> [Stored dataset rows]:
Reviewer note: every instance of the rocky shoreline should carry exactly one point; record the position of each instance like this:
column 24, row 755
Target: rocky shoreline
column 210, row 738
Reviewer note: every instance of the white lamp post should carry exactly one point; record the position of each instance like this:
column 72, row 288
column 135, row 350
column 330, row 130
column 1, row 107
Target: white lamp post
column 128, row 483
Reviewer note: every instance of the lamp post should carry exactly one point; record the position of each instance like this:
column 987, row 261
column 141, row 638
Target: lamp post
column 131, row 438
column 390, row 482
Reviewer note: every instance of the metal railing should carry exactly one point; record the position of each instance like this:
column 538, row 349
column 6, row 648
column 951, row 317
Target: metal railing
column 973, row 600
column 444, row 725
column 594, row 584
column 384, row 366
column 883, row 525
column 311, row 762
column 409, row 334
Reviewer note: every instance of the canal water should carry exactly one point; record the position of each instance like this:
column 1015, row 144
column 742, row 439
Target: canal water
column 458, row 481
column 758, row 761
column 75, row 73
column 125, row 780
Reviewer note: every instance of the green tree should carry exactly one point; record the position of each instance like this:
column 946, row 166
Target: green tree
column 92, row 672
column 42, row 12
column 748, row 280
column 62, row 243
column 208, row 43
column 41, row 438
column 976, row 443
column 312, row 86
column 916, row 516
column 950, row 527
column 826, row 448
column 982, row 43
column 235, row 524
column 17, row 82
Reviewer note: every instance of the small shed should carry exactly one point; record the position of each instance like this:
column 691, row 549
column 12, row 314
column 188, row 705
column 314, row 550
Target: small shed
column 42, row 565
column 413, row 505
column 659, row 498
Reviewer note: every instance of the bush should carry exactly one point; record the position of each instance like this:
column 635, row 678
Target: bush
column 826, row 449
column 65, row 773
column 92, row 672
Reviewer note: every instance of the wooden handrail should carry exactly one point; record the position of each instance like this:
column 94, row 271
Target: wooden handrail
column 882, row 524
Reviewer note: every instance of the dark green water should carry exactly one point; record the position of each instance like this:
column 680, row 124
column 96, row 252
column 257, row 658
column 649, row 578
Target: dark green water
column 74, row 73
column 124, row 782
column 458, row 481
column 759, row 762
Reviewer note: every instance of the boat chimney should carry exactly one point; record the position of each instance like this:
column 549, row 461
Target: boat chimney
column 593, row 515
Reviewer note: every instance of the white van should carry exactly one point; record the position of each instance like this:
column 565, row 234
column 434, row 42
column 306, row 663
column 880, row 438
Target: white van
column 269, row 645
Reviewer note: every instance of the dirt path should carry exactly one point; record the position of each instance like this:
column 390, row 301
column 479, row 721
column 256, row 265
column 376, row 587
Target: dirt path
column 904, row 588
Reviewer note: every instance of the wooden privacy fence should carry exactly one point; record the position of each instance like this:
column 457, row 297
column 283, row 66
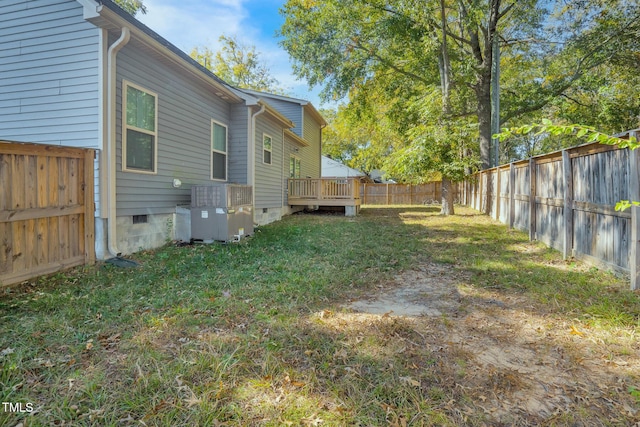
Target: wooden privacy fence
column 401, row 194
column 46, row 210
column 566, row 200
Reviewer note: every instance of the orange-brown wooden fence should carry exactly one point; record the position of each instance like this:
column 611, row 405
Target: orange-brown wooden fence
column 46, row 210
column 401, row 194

> [Problem statement]:
Reproduce the lines of every row above word for word, omitting the pictures.

> [Result for this exercise]:
Reviewer note: every instance of the rocky shoreline should carry exactly one point; record the position of each instance like this:
column 24, row 755
Target: rocky shoreline
column 210, row 738
Reviewer note: every instance of the white lamp post should carry exactly one point; record the position of each instance like this:
column 72, row 288
column 135, row 350
column 330, row 130
column 1, row 107
Target: white lamp post
column 128, row 483
Reviewer note: every instance of the lamp post should carry exactly one point; record the position of each instance like this:
column 987, row 261
column 141, row 638
Target: lamp post
column 131, row 438
column 390, row 482
Reviewer note: every instance of the metal railing should carry exactly one point; record the position of each instance like this:
column 538, row 349
column 6, row 648
column 951, row 317
Target: metal railing
column 973, row 600
column 444, row 725
column 594, row 584
column 384, row 366
column 883, row 525
column 311, row 762
column 409, row 334
Reviewer note: every instance of the canal water should carry exactly one point; record the position of each instance like this:
column 1015, row 144
column 742, row 439
Target: canal water
column 458, row 481
column 758, row 761
column 75, row 73
column 125, row 780
Reviewer note: every instance of the green tree should carry exactly one point; record the position of each instance like this:
column 946, row 166
Target: green tree
column 92, row 672
column 42, row 12
column 748, row 280
column 62, row 243
column 208, row 43
column 41, row 438
column 976, row 443
column 312, row 86
column 916, row 516
column 950, row 527
column 826, row 448
column 982, row 43
column 235, row 524
column 17, row 82
Reviewer note: every instance of the small shed should carry exactly one point; record the position of each instance like this:
column 691, row 549
column 12, row 314
column 188, row 705
column 314, row 550
Target: small shed
column 42, row 565
column 413, row 505
column 659, row 498
Reviewer note: every instance of the bush should carry exactly one point; record the position of each instance like this:
column 635, row 678
Target: bush
column 826, row 449
column 65, row 773
column 92, row 672
Reviewer note: every instance of the wooden handrail should carry exactly one point; record the position of each instance like this:
column 94, row 271
Target: wooden handrail
column 882, row 524
Reviewer note: every instance of the dark green water should carry exactly one point; record the position of each instance like this:
column 680, row 124
column 96, row 252
column 257, row 658
column 649, row 578
Target: dark green water
column 74, row 73
column 124, row 782
column 458, row 481
column 759, row 762
Reviewer note: every instance of the boat chimney should carry exactly one point; record the position of each instance like this:
column 549, row 461
Target: boat chimney
column 593, row 515
Reviewer note: every instance of the white van should carry exactly one point; record the position of each instance like this:
column 565, row 234
column 434, row 42
column 306, row 663
column 880, row 438
Target: white van
column 269, row 645
Reviewer note: every instance of the dirt path should carry exactly one point; record the position of each instance like this:
column 390, row 301
column 479, row 721
column 256, row 265
column 376, row 587
Target: dirt path
column 904, row 588
Reviewer note: every instance of the wooden privacy fence should carry exactly one point; record the position of each instance like this:
column 457, row 297
column 283, row 66
Target: wooden privacy fence
column 401, row 194
column 46, row 210
column 566, row 200
Reviewer note: every instance of the orange-brown wooden fence should carry exactly one point; record the position of each instance like this:
column 611, row 405
Target: orange-brown wooden fence
column 46, row 210
column 401, row 194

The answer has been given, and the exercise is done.